ЗАДАНИЕ 1 ->
Ответьте по статье на вопросы:
(а) Что одновременно хватали зубами сосватанные жених и невеста у тувинцев?
(б) Из чего одновременно пили жених и невеста в Литве?
(в) Кого в карельских причитаниях называют «мое яблоко»?

СТАТЬЯ ->

──────────────────────────────

Как залог любви, как намек на любовь, как знак согласия на брак выступает совместная еда или ее имитация. У тувинцев сосватанные жених и невеста одновременно хватали зубами кусок мяса (об этом нас информировал тувинский фольклорист Г. Н. Курбатский). По свидетельству фольклористки Р. П. Матвеевой, в Забайкалье на русской свадьбе молодым подавали курицу, которую они должны были одновременно рвать. Считалось, что так можно было узнать, чей «верх» будет в семье, и каждый старался оторвать кусок побольше. На современных свадьбах жителей Забайкалья курицу иногда заменяют булочкой. В Литве сохранились двойные свадебные кубки — из них одновременно пили жених и невеста (об этом поется и в свадебных песнях). При встрече молодых в доме мужа они одновременно отламывают по кусочку от общего куска хлеба.[731] В русских народных песнях совместная еда символизирует соединение любящих;[732] намеком на любовь считается, когда юноша и девушка едят из одной тарелки.

В фольклоре разных народов яблоко обозначает девушку или юношу или служит эпитетом (напр., в сербских песнях: «Ой, Елена, яблоко зелено…» или «Ах ты, сношка, яблоко златое»).[733] В карельских причитаниях брат, муж, жених или сын — «мудрых милостивых яблоко», «яблоко взращенных», «мое яблоко».[734]

Как нам представляется, приведенные примеры достаточно ясно демонстрируют, что аналогии к библейскому метафорическому описанию любовной связи обнаруживаются и в устном бытовании; метафоры чаще всего сходны типологически.

──────────────────────────────

МАТЕРИАЛ ДЛЯ РАБОТЫ ->

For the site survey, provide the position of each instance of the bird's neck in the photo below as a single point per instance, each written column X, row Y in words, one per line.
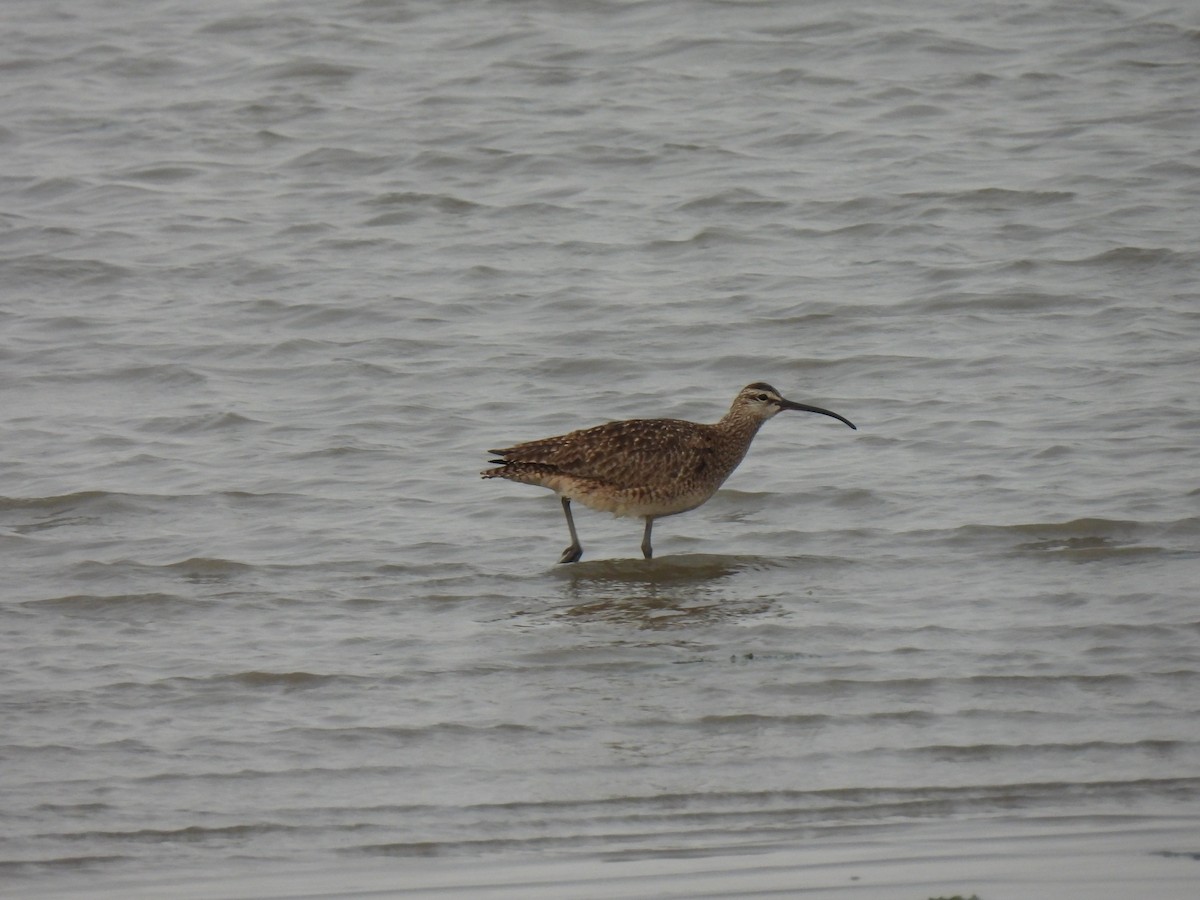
column 739, row 429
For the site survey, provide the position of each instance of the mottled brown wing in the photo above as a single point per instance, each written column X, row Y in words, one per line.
column 635, row 453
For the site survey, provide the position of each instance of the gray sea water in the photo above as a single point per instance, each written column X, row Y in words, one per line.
column 275, row 275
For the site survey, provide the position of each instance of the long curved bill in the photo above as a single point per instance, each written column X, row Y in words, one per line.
column 807, row 408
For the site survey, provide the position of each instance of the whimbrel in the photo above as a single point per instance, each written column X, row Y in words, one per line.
column 645, row 467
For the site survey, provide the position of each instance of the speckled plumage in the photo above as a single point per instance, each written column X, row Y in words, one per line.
column 643, row 467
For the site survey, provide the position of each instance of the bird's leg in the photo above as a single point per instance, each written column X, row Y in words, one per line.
column 573, row 553
column 647, row 550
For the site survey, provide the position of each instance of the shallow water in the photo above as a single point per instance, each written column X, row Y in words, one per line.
column 276, row 275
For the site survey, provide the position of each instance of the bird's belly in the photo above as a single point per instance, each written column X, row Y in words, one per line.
column 637, row 502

──────────────────────────────

ЗАДАНИЕ 2 ->
Обновите записи от их начала до строки с "column 647, row 550" включительно, заменив "site survey" на "habitat survey" и не меняя остального. Выведите только эти строки, без картинок.

РЕЗУЛЬТАТ 1 ->
(а) Кусок мяса.
(б) Из двойных свадебных кубков.
(в) Брата, мужа, жениха или сына.

РЕЗУЛЬТАТ 2 ->
For the habitat survey, provide the position of each instance of the bird's neck in the photo below as a single point per instance, each written column X, row Y in words, one per line.
column 739, row 429
For the habitat survey, provide the position of each instance of the mottled brown wing in the photo above as a single point per instance, each written column X, row Y in words, one per line.
column 635, row 453
For the habitat survey, provide the position of each instance of the gray sea water in the photo above as a single point per instance, each written column X, row Y in words, one per line.
column 275, row 275
For the habitat survey, provide the position of each instance of the long curved bill in the photo above as a single point per instance, each written column X, row Y in words, one per line.
column 807, row 408
For the habitat survey, provide the position of each instance of the whimbrel in the photo above as a single point per instance, each written column X, row Y in words, one per line.
column 645, row 467
For the habitat survey, provide the position of each instance of the speckled plumage in the photo above as a single point per instance, each written column X, row Y in words, one per line.
column 643, row 467
For the habitat survey, provide the position of each instance of the bird's leg in the photo above as a single point per instance, each written column X, row Y in words, one per line.
column 573, row 553
column 647, row 550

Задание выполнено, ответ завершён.